* [Material for this task]:
· · ·
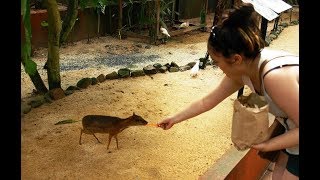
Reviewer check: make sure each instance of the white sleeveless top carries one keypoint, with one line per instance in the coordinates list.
(273, 108)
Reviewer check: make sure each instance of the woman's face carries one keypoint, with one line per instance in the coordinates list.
(227, 65)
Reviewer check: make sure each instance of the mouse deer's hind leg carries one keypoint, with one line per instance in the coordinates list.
(80, 136)
(95, 137)
(116, 140)
(110, 137)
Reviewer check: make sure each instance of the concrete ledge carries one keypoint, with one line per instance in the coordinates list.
(236, 164)
(224, 165)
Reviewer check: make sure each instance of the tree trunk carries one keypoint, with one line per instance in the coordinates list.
(218, 12)
(54, 30)
(34, 76)
(37, 81)
(69, 20)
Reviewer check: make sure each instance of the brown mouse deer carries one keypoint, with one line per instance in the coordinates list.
(109, 124)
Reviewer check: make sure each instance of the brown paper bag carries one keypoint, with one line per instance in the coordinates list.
(250, 121)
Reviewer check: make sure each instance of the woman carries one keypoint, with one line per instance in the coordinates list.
(236, 47)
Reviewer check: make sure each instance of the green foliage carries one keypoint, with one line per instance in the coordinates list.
(29, 65)
(44, 24)
(96, 3)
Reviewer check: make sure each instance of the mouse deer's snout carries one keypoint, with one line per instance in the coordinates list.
(138, 120)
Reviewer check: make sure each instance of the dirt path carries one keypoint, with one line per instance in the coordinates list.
(186, 151)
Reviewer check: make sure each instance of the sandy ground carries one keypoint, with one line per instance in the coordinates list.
(186, 151)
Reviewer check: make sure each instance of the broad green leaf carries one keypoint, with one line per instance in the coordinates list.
(44, 24)
(30, 67)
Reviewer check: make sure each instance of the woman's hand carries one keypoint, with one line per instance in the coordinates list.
(166, 123)
(261, 147)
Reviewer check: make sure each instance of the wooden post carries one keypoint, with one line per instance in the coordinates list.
(158, 18)
(120, 15)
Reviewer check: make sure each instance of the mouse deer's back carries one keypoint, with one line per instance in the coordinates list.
(135, 120)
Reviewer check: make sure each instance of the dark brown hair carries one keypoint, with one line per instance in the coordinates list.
(237, 32)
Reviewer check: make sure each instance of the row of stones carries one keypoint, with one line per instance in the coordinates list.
(58, 93)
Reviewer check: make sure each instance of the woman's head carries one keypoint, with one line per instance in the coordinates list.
(237, 33)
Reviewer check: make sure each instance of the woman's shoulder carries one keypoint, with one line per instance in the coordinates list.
(268, 53)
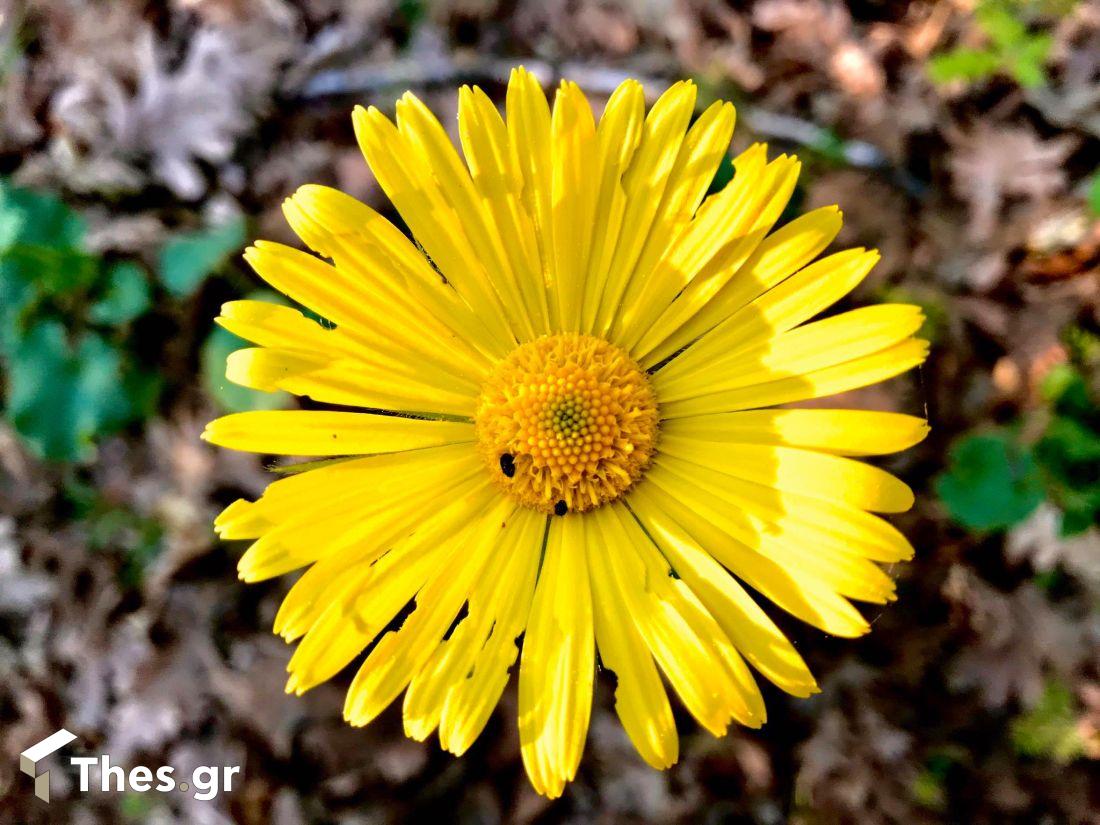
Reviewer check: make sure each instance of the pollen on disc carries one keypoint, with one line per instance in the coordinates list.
(575, 417)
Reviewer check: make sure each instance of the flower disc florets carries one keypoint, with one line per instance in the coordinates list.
(567, 422)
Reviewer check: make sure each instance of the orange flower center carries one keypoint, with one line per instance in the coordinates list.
(567, 422)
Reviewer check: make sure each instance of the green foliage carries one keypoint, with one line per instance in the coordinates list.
(1049, 729)
(64, 317)
(1092, 194)
(187, 260)
(1012, 48)
(66, 322)
(991, 483)
(125, 297)
(994, 480)
(1069, 450)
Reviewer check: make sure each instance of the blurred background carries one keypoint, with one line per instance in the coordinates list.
(142, 144)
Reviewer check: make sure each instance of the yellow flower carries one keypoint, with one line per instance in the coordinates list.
(562, 428)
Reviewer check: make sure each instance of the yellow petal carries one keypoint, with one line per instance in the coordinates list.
(847, 572)
(399, 655)
(436, 524)
(722, 237)
(492, 608)
(801, 595)
(349, 382)
(497, 176)
(780, 254)
(816, 345)
(558, 661)
(840, 377)
(645, 185)
(694, 653)
(818, 475)
(640, 700)
(403, 169)
(838, 431)
(573, 155)
(618, 134)
(796, 299)
(309, 432)
(372, 252)
(754, 634)
(528, 122)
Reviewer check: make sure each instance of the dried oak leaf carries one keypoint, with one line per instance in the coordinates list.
(1015, 639)
(992, 163)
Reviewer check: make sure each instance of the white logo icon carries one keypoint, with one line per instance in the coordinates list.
(30, 758)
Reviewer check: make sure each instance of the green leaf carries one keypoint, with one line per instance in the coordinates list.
(1049, 729)
(991, 482)
(1001, 24)
(187, 260)
(127, 296)
(963, 64)
(37, 219)
(59, 396)
(1092, 194)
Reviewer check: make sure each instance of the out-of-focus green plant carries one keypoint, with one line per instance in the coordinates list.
(64, 322)
(1049, 729)
(187, 260)
(991, 482)
(1092, 194)
(1012, 47)
(994, 481)
(70, 366)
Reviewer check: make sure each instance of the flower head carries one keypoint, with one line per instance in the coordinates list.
(563, 436)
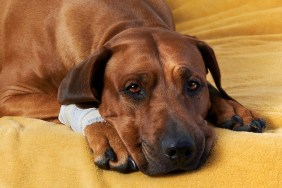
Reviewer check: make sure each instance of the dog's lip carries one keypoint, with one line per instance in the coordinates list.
(153, 167)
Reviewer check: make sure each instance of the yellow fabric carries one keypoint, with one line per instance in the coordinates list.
(247, 38)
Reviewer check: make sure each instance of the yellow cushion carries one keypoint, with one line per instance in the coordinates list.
(247, 38)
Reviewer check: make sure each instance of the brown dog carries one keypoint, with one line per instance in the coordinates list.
(124, 57)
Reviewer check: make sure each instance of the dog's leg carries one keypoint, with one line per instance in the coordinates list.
(230, 114)
(42, 106)
(109, 152)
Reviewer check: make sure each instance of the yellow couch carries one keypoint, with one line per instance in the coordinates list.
(247, 38)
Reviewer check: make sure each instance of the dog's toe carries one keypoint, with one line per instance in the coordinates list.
(103, 162)
(109, 152)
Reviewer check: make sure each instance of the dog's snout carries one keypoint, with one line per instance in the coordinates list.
(178, 150)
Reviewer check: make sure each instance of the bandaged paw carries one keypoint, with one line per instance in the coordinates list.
(78, 118)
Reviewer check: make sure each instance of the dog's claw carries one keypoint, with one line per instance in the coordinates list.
(104, 163)
(255, 126)
(237, 120)
(132, 164)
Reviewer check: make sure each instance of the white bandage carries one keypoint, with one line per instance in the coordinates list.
(78, 118)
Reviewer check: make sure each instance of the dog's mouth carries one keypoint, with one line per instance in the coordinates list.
(174, 161)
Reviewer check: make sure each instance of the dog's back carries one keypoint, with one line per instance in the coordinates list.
(40, 41)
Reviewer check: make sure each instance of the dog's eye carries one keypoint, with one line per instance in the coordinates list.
(134, 89)
(193, 86)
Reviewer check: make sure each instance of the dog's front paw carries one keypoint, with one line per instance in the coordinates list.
(109, 152)
(230, 114)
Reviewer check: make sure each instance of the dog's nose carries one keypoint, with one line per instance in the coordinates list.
(179, 151)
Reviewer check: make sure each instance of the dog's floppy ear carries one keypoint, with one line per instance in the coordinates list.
(84, 83)
(212, 65)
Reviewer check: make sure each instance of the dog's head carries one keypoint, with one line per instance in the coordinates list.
(151, 86)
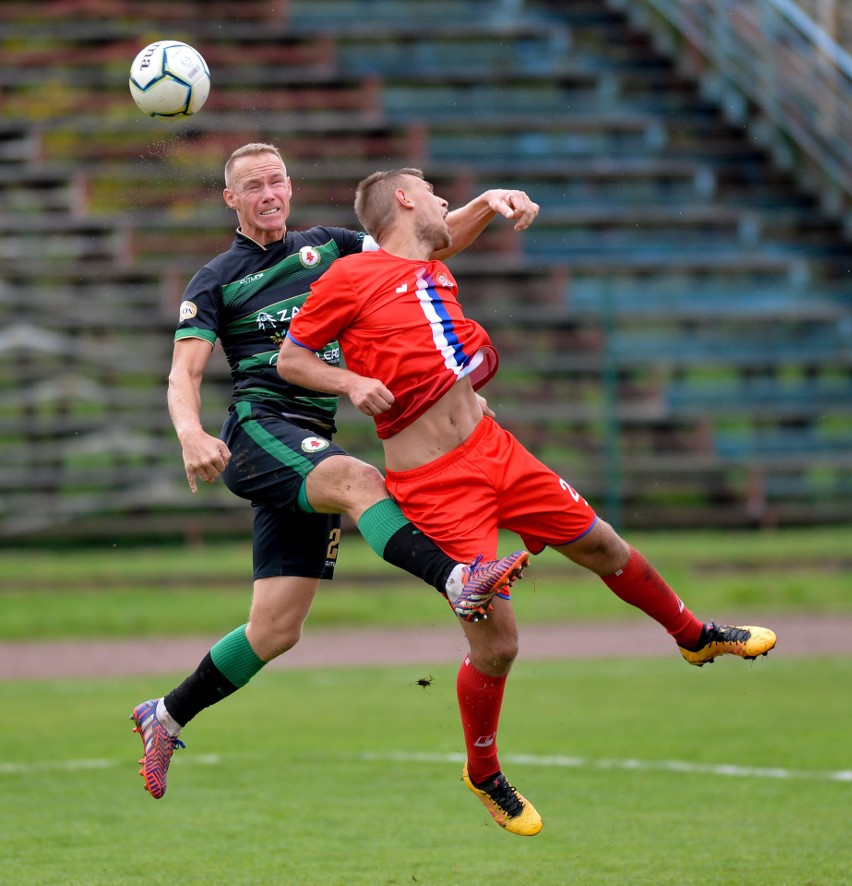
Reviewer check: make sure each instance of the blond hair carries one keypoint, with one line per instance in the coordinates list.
(249, 150)
(374, 199)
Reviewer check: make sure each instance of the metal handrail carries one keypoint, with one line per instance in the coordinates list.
(773, 54)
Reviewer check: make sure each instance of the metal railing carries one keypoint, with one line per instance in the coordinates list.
(776, 56)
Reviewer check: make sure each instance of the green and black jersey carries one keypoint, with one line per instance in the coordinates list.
(246, 298)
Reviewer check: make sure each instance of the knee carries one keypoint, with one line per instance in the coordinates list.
(603, 550)
(270, 638)
(496, 657)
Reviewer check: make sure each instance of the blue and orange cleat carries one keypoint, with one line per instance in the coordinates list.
(159, 746)
(483, 580)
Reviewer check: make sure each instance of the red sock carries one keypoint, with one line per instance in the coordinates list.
(480, 699)
(639, 584)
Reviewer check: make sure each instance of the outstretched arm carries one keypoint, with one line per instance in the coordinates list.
(301, 366)
(204, 456)
(469, 221)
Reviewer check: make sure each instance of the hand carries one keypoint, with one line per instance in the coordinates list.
(205, 457)
(513, 205)
(370, 396)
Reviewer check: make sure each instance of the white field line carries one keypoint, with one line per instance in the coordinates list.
(730, 770)
(679, 766)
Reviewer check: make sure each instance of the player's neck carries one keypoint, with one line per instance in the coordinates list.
(405, 245)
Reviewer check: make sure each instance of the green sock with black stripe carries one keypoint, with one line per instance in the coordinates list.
(399, 542)
(235, 658)
(227, 667)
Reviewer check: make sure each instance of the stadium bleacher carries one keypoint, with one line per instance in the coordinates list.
(679, 289)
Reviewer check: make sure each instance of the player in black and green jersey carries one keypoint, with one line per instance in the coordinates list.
(275, 448)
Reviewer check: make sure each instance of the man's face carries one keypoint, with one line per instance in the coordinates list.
(260, 192)
(431, 225)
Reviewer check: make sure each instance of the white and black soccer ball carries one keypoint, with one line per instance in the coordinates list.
(169, 79)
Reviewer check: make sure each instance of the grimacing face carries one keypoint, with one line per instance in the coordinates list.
(431, 225)
(260, 192)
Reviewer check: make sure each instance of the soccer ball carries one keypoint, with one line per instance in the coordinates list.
(169, 79)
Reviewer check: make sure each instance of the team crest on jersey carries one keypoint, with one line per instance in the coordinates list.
(314, 444)
(309, 256)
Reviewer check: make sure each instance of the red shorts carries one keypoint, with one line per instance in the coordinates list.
(488, 483)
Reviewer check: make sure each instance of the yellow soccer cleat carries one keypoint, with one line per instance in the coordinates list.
(747, 642)
(508, 808)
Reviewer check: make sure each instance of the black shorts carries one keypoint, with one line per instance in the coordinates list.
(271, 457)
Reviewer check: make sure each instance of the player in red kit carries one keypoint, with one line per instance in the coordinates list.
(414, 364)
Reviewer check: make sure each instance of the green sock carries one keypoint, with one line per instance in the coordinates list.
(380, 522)
(399, 542)
(235, 658)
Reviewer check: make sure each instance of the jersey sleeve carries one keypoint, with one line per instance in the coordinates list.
(199, 310)
(352, 242)
(331, 306)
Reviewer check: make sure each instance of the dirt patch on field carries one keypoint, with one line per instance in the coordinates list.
(797, 636)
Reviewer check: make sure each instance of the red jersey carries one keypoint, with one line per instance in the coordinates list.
(397, 320)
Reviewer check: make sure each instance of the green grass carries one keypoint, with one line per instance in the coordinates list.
(117, 592)
(348, 777)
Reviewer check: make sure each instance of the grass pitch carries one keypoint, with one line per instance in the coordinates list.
(646, 772)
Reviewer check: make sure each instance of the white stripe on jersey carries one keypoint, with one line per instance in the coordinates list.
(445, 348)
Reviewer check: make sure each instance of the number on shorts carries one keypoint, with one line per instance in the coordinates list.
(333, 544)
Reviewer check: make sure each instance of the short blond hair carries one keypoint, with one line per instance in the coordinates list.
(249, 150)
(374, 199)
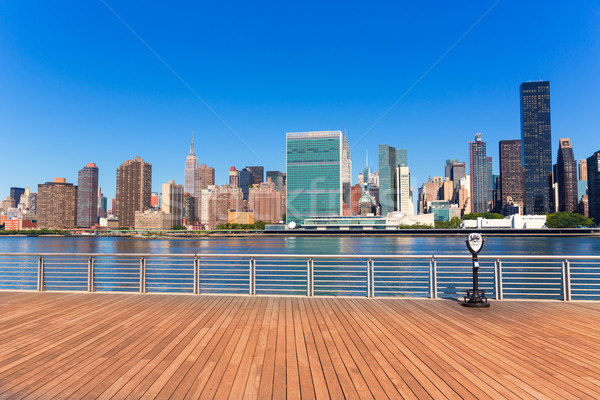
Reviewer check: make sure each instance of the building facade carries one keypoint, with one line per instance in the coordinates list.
(28, 203)
(403, 191)
(257, 175)
(278, 178)
(15, 194)
(150, 220)
(267, 203)
(387, 178)
(566, 171)
(87, 196)
(314, 181)
(593, 172)
(536, 147)
(172, 202)
(479, 171)
(346, 162)
(205, 177)
(234, 177)
(191, 166)
(134, 189)
(511, 172)
(57, 205)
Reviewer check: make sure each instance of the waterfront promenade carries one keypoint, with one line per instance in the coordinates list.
(101, 345)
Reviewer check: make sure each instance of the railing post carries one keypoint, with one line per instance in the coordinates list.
(372, 262)
(196, 274)
(369, 286)
(308, 277)
(498, 279)
(566, 280)
(312, 276)
(40, 285)
(252, 277)
(142, 275)
(91, 274)
(433, 278)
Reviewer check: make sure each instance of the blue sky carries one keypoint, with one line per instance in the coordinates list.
(76, 86)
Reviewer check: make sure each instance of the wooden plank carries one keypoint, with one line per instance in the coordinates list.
(104, 338)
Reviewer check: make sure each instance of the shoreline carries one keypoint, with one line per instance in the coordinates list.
(585, 232)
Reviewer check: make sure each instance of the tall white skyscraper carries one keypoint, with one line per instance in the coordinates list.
(403, 192)
(191, 164)
(346, 162)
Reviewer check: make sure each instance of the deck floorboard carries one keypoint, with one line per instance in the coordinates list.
(114, 346)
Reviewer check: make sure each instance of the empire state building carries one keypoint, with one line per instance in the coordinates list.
(191, 164)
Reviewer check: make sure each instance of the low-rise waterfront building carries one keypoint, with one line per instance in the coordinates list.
(152, 221)
(392, 221)
(19, 224)
(512, 222)
(240, 217)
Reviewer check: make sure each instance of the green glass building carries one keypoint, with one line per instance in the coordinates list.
(314, 184)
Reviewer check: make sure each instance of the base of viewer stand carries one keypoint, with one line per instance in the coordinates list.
(479, 301)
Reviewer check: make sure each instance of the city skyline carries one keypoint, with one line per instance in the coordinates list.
(103, 87)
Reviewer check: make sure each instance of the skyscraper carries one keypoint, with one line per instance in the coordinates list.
(234, 177)
(582, 196)
(266, 202)
(346, 162)
(172, 202)
(278, 178)
(448, 167)
(479, 171)
(387, 178)
(15, 194)
(593, 164)
(536, 147)
(257, 174)
(87, 196)
(490, 195)
(134, 188)
(314, 175)
(511, 172)
(246, 178)
(191, 165)
(403, 193)
(205, 177)
(57, 204)
(566, 170)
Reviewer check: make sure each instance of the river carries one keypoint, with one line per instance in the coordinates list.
(304, 245)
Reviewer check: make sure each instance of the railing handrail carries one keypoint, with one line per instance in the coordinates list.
(508, 276)
(304, 256)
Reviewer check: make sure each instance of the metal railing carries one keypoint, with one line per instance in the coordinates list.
(430, 276)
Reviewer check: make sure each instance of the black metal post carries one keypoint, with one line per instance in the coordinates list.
(475, 298)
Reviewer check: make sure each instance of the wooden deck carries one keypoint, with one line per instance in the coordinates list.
(93, 345)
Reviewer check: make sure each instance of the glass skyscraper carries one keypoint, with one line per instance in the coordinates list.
(387, 178)
(536, 147)
(593, 175)
(314, 181)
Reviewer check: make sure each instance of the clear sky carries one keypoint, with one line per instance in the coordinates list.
(77, 86)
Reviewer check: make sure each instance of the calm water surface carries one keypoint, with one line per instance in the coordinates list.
(305, 245)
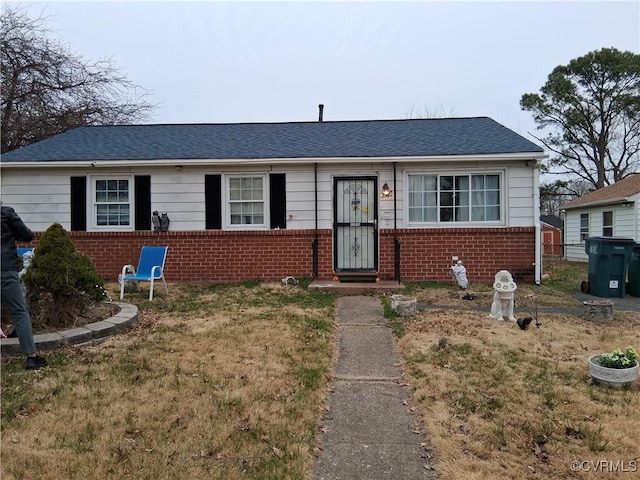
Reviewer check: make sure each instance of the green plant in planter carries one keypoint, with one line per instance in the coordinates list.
(619, 358)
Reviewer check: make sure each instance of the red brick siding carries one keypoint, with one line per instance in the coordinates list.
(220, 256)
(425, 254)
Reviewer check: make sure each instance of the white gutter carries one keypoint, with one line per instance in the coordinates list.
(268, 161)
(597, 203)
(536, 223)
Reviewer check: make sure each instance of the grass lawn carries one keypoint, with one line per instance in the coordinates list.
(230, 382)
(498, 402)
(216, 382)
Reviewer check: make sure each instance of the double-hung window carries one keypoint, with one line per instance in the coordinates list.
(112, 202)
(607, 224)
(455, 198)
(584, 226)
(246, 200)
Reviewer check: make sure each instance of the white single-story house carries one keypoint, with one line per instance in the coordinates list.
(376, 200)
(612, 211)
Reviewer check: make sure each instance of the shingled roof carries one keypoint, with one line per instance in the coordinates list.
(313, 140)
(615, 193)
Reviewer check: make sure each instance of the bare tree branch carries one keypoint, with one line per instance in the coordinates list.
(47, 90)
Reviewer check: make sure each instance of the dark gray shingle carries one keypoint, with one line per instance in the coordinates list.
(376, 138)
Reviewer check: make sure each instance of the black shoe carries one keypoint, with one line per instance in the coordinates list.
(35, 363)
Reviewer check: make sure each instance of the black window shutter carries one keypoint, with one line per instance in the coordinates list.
(213, 202)
(142, 207)
(277, 200)
(78, 204)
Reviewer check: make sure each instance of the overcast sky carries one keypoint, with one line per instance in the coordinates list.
(227, 62)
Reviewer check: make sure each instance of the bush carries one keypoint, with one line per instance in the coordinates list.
(61, 282)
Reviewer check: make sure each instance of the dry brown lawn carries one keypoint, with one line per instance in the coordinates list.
(498, 402)
(219, 383)
(230, 382)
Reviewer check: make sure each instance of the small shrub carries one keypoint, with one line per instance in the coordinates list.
(61, 282)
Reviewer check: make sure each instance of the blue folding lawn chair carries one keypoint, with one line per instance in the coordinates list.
(150, 268)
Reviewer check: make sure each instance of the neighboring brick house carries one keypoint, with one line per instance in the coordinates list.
(612, 211)
(387, 199)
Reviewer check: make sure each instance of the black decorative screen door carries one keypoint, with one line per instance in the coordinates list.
(355, 226)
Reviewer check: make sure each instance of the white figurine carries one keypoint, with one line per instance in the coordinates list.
(460, 273)
(503, 298)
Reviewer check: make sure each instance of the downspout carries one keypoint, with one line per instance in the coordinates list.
(314, 244)
(396, 241)
(536, 223)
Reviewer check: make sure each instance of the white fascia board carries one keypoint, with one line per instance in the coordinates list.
(536, 156)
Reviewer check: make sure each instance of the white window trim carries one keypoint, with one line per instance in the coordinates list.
(605, 226)
(91, 205)
(580, 231)
(226, 221)
(493, 223)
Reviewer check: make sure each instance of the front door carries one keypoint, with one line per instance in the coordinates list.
(355, 227)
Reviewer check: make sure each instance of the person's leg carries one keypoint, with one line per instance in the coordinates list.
(13, 301)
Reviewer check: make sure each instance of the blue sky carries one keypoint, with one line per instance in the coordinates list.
(224, 62)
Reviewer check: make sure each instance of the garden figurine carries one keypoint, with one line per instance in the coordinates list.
(503, 298)
(460, 273)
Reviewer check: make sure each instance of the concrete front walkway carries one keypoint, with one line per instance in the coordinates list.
(369, 433)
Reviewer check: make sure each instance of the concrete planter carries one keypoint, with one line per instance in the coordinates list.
(613, 377)
(403, 306)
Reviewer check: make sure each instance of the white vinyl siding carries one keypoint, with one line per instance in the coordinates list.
(625, 224)
(42, 196)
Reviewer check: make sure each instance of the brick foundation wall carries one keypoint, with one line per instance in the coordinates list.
(426, 253)
(220, 256)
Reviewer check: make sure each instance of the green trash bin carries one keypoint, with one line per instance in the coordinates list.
(608, 258)
(634, 272)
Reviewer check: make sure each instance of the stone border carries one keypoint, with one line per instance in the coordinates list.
(87, 335)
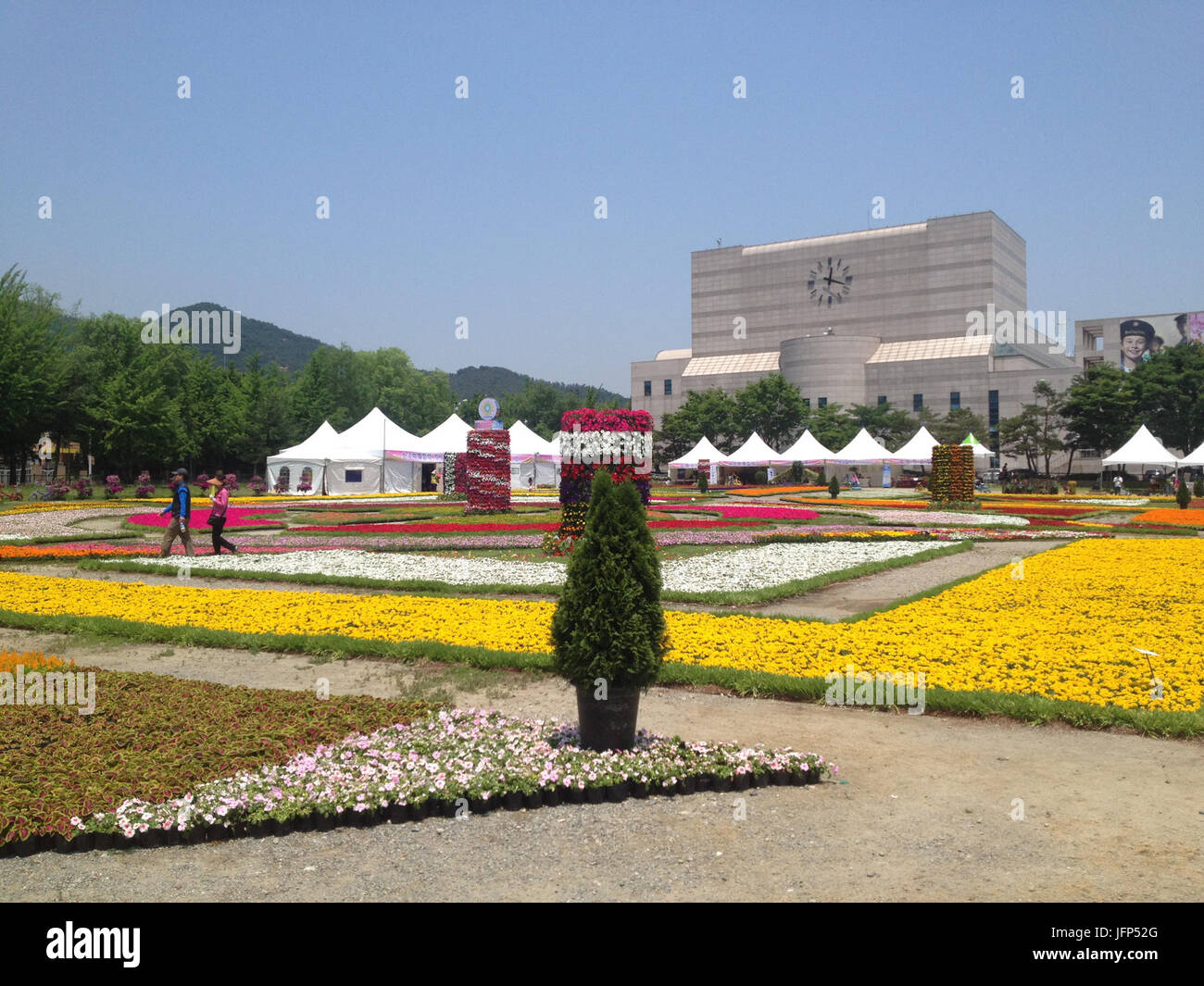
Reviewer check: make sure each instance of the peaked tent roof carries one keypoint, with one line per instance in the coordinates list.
· · ·
* [The problem]: Give back, word for word, the part of the records that opens with the line containing "Reviewer check: make sure each instance of the stone" and runs through the end of the records. Leave the pictures out of your answer.

* [Result of the task]:
Reviewer check: make sure each instance of the stone border carries one keypoint, with one line per instance in the coordinates list.
(87, 335)
Reviewer check: make sure each instance of the peaked tent roof carries one keypoint, with one line per instance in the coordinates list.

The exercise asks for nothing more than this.